#### Listed records ####
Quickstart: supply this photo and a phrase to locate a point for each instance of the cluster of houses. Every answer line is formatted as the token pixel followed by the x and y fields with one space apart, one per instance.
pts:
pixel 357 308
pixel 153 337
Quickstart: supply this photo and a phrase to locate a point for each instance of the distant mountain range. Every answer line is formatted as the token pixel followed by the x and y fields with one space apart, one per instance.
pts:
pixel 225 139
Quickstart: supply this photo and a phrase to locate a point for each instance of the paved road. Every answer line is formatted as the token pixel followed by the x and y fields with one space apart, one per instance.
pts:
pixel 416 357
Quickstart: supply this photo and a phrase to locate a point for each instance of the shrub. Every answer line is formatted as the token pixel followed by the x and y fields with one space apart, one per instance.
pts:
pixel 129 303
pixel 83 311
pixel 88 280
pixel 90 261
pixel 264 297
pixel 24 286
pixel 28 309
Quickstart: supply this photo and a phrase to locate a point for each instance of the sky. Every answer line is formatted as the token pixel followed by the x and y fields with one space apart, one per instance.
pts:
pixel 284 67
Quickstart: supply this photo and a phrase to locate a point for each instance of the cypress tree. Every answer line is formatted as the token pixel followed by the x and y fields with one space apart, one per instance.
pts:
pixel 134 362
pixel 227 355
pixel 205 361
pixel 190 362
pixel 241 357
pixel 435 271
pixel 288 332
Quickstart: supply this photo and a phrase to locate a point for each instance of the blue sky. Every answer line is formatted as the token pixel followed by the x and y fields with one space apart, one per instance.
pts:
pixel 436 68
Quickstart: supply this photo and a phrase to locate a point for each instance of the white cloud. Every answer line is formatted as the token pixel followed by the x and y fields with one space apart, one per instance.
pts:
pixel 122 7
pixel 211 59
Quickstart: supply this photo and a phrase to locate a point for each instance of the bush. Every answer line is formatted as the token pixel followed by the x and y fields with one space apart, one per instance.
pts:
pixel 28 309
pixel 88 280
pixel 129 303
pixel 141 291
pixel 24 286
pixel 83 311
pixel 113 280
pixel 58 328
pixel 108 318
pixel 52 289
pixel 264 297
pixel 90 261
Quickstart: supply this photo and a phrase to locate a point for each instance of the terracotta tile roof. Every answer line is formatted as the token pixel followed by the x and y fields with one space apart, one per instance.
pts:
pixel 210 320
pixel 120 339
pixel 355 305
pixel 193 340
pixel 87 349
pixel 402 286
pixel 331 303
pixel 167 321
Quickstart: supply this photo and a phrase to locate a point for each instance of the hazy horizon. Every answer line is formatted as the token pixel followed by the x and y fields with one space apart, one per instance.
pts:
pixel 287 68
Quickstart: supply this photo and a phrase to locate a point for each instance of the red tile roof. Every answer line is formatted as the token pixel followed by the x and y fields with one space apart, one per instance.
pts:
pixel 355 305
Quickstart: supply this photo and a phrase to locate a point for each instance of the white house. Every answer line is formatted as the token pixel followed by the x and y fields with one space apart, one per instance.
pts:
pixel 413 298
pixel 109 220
####
#### Listed records ####
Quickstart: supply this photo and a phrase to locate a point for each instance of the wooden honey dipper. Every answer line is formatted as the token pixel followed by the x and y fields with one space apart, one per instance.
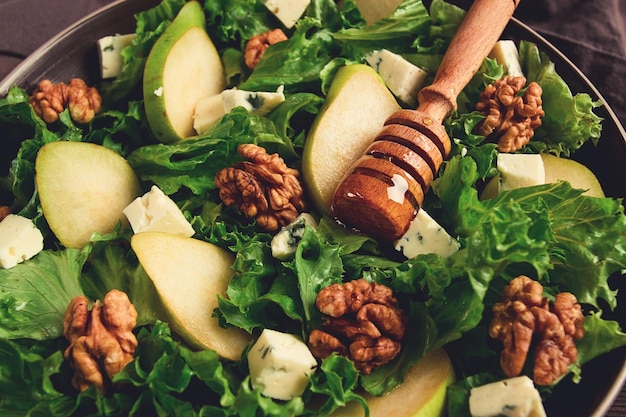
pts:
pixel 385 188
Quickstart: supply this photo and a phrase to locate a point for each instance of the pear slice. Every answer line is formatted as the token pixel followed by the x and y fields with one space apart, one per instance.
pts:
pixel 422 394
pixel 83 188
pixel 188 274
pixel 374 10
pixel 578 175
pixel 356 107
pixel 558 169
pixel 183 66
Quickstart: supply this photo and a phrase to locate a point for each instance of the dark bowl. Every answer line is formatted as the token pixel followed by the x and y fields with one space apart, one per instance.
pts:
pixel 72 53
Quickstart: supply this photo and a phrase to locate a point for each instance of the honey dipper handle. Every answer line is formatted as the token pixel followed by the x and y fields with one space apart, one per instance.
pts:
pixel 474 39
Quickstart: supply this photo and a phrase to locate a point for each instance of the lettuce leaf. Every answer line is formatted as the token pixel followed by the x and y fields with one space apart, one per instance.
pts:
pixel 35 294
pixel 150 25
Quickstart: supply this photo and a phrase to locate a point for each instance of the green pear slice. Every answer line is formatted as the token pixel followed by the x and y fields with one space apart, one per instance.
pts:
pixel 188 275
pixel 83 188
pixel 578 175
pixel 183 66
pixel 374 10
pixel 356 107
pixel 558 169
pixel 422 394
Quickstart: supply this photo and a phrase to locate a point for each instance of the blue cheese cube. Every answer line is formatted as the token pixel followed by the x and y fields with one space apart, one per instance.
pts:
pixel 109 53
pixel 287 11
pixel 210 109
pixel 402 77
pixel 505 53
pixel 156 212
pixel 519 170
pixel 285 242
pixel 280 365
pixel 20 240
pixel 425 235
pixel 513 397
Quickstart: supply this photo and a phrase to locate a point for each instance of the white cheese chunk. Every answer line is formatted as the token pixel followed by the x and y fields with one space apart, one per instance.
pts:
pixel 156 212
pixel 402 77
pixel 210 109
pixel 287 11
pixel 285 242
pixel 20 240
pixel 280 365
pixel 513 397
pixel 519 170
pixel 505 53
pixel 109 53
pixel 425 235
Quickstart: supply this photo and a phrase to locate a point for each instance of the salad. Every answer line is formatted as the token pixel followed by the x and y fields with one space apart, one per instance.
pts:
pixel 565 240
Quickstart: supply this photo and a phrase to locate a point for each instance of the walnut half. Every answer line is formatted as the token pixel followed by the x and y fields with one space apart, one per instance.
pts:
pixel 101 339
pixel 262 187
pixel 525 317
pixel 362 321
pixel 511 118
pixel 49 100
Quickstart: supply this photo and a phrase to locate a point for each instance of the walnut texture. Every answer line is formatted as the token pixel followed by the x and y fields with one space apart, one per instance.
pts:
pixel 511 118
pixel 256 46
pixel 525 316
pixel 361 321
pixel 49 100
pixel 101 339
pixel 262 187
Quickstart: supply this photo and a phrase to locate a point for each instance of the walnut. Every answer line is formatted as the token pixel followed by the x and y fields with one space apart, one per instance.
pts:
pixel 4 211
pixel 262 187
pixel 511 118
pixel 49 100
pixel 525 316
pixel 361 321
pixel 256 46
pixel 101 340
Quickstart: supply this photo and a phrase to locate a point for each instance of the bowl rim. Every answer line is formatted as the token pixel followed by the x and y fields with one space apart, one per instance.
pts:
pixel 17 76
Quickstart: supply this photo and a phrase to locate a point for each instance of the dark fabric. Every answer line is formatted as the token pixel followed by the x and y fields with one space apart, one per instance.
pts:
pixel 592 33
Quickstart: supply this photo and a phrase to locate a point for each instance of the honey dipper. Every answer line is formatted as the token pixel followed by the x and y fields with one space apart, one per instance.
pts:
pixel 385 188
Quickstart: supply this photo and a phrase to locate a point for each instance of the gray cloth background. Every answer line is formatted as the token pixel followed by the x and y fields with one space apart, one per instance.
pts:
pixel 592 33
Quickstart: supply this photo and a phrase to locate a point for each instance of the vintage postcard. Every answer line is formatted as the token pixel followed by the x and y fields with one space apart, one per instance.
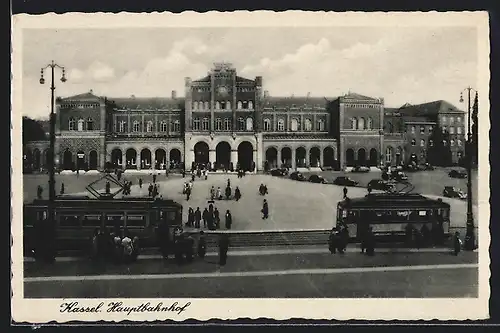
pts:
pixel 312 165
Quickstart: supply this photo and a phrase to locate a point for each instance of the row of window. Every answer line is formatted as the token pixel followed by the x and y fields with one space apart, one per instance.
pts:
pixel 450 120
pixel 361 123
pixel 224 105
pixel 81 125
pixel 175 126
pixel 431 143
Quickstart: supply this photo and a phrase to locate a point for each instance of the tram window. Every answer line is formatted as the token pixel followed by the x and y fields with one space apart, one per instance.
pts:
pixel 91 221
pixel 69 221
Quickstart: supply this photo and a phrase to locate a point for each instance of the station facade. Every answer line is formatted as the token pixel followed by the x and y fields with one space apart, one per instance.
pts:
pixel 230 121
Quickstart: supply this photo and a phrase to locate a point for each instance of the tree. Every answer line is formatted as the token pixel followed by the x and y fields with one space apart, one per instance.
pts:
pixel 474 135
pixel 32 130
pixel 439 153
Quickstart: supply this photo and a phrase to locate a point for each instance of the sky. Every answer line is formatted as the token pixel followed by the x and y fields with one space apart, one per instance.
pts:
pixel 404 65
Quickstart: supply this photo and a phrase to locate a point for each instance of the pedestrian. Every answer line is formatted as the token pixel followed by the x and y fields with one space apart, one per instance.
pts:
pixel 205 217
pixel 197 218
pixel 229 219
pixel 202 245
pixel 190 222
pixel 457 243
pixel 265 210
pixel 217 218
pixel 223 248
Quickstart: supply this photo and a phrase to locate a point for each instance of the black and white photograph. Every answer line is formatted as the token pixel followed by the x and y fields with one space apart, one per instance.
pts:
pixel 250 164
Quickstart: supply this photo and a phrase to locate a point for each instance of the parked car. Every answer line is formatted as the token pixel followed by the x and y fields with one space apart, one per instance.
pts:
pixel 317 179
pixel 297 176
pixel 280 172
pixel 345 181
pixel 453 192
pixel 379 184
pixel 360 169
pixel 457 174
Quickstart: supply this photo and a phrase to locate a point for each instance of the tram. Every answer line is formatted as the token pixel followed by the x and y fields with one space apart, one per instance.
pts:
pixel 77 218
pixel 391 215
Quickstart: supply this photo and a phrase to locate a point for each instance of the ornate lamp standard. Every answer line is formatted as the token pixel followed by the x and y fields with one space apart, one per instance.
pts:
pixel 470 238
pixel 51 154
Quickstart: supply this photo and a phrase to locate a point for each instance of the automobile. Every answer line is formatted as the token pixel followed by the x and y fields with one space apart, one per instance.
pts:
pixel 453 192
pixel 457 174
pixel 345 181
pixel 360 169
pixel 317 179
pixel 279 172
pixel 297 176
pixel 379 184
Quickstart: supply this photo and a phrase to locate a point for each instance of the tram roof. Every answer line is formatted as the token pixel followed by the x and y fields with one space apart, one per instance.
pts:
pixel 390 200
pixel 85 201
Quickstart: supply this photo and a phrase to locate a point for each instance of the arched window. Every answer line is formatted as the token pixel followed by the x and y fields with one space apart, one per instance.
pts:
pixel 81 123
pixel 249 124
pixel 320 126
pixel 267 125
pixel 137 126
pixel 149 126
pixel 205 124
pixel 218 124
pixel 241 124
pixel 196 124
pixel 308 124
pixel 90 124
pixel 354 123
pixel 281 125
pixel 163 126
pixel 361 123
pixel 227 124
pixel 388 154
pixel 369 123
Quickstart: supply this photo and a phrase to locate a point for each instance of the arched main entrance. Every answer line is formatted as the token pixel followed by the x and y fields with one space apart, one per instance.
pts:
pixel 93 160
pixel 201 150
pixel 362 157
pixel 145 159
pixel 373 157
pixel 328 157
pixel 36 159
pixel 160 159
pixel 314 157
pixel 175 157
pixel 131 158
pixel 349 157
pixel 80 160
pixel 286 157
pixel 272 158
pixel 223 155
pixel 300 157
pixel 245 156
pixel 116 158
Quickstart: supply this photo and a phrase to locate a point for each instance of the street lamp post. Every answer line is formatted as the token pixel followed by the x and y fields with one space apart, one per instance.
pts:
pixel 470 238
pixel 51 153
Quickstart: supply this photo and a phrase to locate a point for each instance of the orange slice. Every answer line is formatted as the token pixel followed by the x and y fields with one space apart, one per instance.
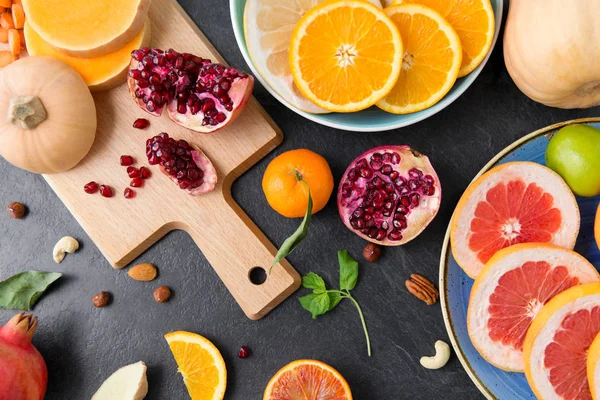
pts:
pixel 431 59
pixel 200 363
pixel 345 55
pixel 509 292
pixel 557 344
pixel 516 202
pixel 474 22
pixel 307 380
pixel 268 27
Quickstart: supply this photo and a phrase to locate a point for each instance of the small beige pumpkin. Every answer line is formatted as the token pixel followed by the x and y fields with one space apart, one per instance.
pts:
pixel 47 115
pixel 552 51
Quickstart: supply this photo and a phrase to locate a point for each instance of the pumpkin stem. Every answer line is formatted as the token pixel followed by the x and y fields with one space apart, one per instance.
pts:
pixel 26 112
####
#### Listed records ####
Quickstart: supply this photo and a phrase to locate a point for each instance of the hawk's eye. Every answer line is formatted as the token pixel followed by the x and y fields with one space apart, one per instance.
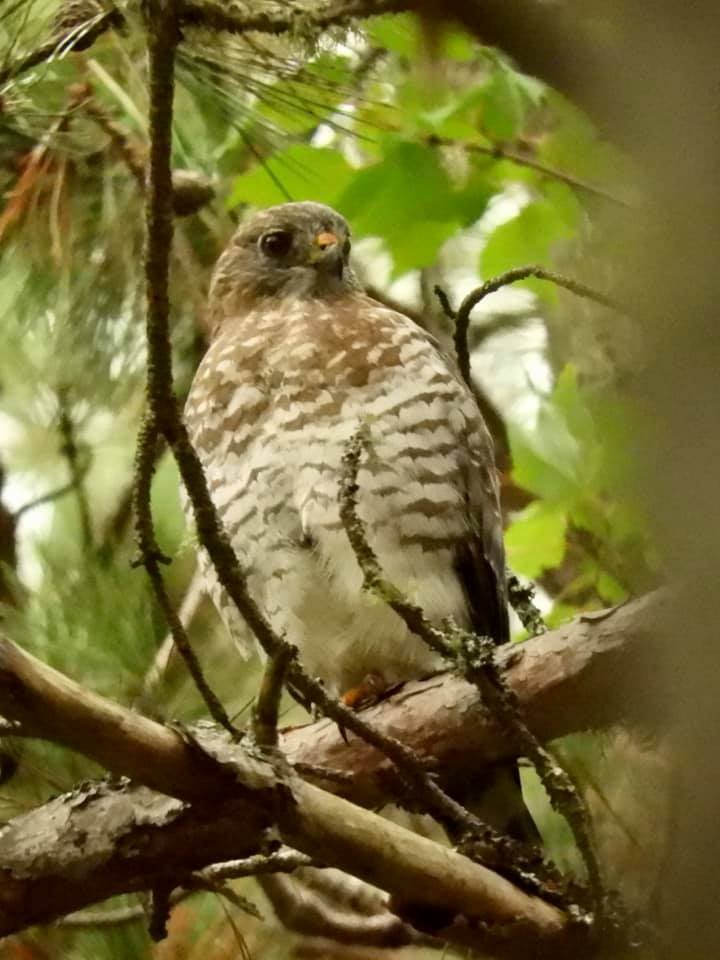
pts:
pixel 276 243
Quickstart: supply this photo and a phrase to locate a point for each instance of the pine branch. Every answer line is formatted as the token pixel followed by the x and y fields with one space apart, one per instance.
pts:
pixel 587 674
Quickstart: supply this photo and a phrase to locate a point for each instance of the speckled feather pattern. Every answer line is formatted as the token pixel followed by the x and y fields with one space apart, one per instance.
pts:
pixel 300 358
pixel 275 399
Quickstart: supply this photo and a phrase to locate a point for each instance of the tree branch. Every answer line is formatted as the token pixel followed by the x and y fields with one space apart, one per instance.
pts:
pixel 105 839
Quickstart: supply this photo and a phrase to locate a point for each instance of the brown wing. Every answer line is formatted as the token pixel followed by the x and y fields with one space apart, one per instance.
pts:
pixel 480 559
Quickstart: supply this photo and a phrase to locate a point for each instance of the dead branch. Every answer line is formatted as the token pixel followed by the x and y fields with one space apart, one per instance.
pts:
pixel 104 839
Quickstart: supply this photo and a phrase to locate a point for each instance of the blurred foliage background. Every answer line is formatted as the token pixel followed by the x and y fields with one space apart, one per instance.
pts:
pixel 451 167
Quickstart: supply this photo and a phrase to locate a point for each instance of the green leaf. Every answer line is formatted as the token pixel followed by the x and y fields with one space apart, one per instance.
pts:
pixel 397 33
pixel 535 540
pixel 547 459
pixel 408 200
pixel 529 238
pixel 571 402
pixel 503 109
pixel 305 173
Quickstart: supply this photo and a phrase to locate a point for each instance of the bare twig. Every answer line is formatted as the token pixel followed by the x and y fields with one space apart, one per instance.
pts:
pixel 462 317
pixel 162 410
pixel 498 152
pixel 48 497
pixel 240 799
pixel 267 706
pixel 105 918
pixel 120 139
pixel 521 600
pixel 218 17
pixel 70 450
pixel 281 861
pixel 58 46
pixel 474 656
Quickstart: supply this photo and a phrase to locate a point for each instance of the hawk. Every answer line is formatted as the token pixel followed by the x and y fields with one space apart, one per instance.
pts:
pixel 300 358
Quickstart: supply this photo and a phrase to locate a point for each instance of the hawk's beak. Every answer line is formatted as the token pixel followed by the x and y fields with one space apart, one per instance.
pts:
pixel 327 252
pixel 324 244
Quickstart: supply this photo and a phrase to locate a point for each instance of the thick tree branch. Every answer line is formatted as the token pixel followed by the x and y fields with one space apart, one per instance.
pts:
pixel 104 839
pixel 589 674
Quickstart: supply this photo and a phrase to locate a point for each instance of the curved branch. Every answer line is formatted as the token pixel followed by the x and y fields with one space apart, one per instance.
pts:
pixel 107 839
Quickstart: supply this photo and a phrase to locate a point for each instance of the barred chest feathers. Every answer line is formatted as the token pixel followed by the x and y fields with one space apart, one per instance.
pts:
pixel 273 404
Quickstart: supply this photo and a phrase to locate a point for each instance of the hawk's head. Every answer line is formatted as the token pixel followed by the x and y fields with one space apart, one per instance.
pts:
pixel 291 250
####
**Aim of the task**: Can you give the lines from the one containing "of the barred" up to and including the one containing "pixel 291 250" as a Markdown table with the columns Row and Item line, numbering each row and leaving out blank lines?

**Correct output**:
| Row | Item line |
|---|---|
| 1 | Quickstart: supply this photo and a phrase to locate a point for each instance of the barred chest feathers. Every answer line is formatted as the token pixel followed by the x and y fields with one space apart, one per instance. |
| 2 | pts: |
| 3 | pixel 273 404 |
| 4 | Quickstart: supply this photo and a phrase to locate a point for each instance of the hawk's head. Every answer line is formatted as the token pixel followed by the x and y fields with one space apart, one per instance. |
| 5 | pts: |
| 6 | pixel 291 250 |